- **EXERCISE DESCRIPTION**
Each record must be reproduced exactly as it is shown.
======== DATA IN THIS EXERCISE ========
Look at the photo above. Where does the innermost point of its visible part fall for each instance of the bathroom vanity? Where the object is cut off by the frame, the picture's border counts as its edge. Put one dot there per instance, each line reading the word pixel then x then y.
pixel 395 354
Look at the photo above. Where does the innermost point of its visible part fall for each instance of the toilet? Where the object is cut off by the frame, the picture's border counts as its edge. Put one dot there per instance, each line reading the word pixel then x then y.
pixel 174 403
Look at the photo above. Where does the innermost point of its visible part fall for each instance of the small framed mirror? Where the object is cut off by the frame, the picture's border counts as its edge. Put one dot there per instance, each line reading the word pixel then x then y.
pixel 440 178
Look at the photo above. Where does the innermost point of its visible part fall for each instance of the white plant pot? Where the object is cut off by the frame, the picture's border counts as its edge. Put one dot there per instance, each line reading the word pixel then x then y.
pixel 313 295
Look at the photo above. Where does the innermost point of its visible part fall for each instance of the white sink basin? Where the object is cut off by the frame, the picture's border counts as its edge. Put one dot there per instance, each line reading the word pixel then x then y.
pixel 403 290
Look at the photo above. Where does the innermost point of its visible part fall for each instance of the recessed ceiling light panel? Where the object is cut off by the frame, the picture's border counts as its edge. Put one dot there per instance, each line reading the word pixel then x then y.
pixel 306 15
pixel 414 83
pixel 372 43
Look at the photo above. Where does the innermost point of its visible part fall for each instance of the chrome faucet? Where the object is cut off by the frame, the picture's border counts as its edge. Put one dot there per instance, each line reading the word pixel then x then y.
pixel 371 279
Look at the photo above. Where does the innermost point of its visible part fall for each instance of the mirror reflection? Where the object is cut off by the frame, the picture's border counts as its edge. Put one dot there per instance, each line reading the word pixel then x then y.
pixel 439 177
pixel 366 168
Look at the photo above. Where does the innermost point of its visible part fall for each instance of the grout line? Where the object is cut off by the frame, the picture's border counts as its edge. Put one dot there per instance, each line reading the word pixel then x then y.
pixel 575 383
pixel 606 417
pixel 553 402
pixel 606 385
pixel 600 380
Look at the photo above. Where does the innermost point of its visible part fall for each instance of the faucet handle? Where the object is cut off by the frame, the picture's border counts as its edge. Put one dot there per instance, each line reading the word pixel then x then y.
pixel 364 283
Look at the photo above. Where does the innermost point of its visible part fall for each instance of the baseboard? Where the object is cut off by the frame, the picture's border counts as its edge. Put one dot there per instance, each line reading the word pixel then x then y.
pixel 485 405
========
- **RESPONSE**
Look at the photo above. Where does the innermost point of its visible part fall for each instance of the bathroom vanity? Where the object is cut off by the frame, the picture's border counts as its edge. Put one dot there per instance, each line reading the word pixel then x then y.
pixel 395 354
Look at the photo above. Where does the innermost point of its visible part fall for each instance of the toilet? Where the object is cut off by the frame, the picture's border counts as its edge. Put one dot there per instance, each line reading the word pixel then x then y.
pixel 174 403
Look at the photo above. Where does the innermost point of its visible part fall for each instance of the small framed mirror? Where the object is cut off by the frame, the picture's border counts as its edge. Put one dot there per instance, each line reading the word pixel then x then y.
pixel 440 178
Look at the photo above. Where does the innermost point of its visible part fall for each instance of the white plant pot? Where the object is cut off by the frame, the picture's border counts as its edge. Put one dot there per instance, each line reading the word pixel then x then y.
pixel 313 295
Look at the photo above. Where does the innermost point of its visible part fall for each instance of the white sink basin? Where the object is cut off by the frame, the picture's border counts as its edge. Put one dot there per instance, each line reading the word pixel then x then y.
pixel 403 290
Look at the photo above. Where does the innermost point of its visible part fall for each instance of the recessed ceiling light panel? Where the object is cut off by the frame, the picture's border counts as its edge. Put one dot there per instance, each line reading the word pixel then x then y.
pixel 306 15
pixel 414 83
pixel 372 43
Look at the photo above. Where does the innermost point of its visible part fall for each instance of the chrome faucet? Where the object is cut off by the frame, the picture's border counts as its edge. Put one dot there per instance, each line reading the word pixel then x then y.
pixel 371 279
Look at the photo above. Where does the innermost point of its visible part fall for each instance of the mirror reflection? Where the object is cut off by the frame, the picture's border counts as its edge. Put one dot there per instance, each line reading the word pixel then x then y.
pixel 439 177
pixel 366 168
Look at the photo above. Where does the innermost point of its visible part fall for each instance of the grout line? Where the object is cut off by the frame, the picture's border counts as its edge. Put one dot there per instance, each line reading the word pixel then x then y.
pixel 575 383
pixel 606 417
pixel 553 402
pixel 606 385
pixel 600 380
Look at the photo above. Where does the innermost point of its visible part fall for each instance of the faucet handle? Where the object is cut off by the frame, the picture's border counts as its edge. Put one dot there per instance, each line reading the word pixel then x then y.
pixel 364 283
Look at the photo above. Where does the innermost point of its visible part fall for each instance of the baseboard? Where the object is cut off by the frame, the picture's border counts as its edge. Put one dot there per instance, each line reading the word pixel then x then y.
pixel 485 405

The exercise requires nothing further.